_AIM OF THE EXERCISE_
Would you quote the material below in full and unchanged?

_DATA SUPPLIED_
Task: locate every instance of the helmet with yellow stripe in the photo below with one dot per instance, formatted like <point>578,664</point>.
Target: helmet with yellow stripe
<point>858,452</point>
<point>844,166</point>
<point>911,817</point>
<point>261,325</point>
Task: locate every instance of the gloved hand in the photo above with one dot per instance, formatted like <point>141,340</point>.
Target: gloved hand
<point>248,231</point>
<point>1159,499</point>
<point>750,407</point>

_WRITTEN RESPONSE_
Task: locate every instance of the helmet with yellow stripe in the photo below with one dot per instance, formatted like <point>578,664</point>.
Target: helmet with yellow stripe
<point>858,452</point>
<point>844,166</point>
<point>911,817</point>
<point>261,325</point>
Task: locate every instance of the gloved hand in the photo above with one dot per instance, formatted like <point>141,340</point>.
Target: gloved hand
<point>248,231</point>
<point>1159,499</point>
<point>750,407</point>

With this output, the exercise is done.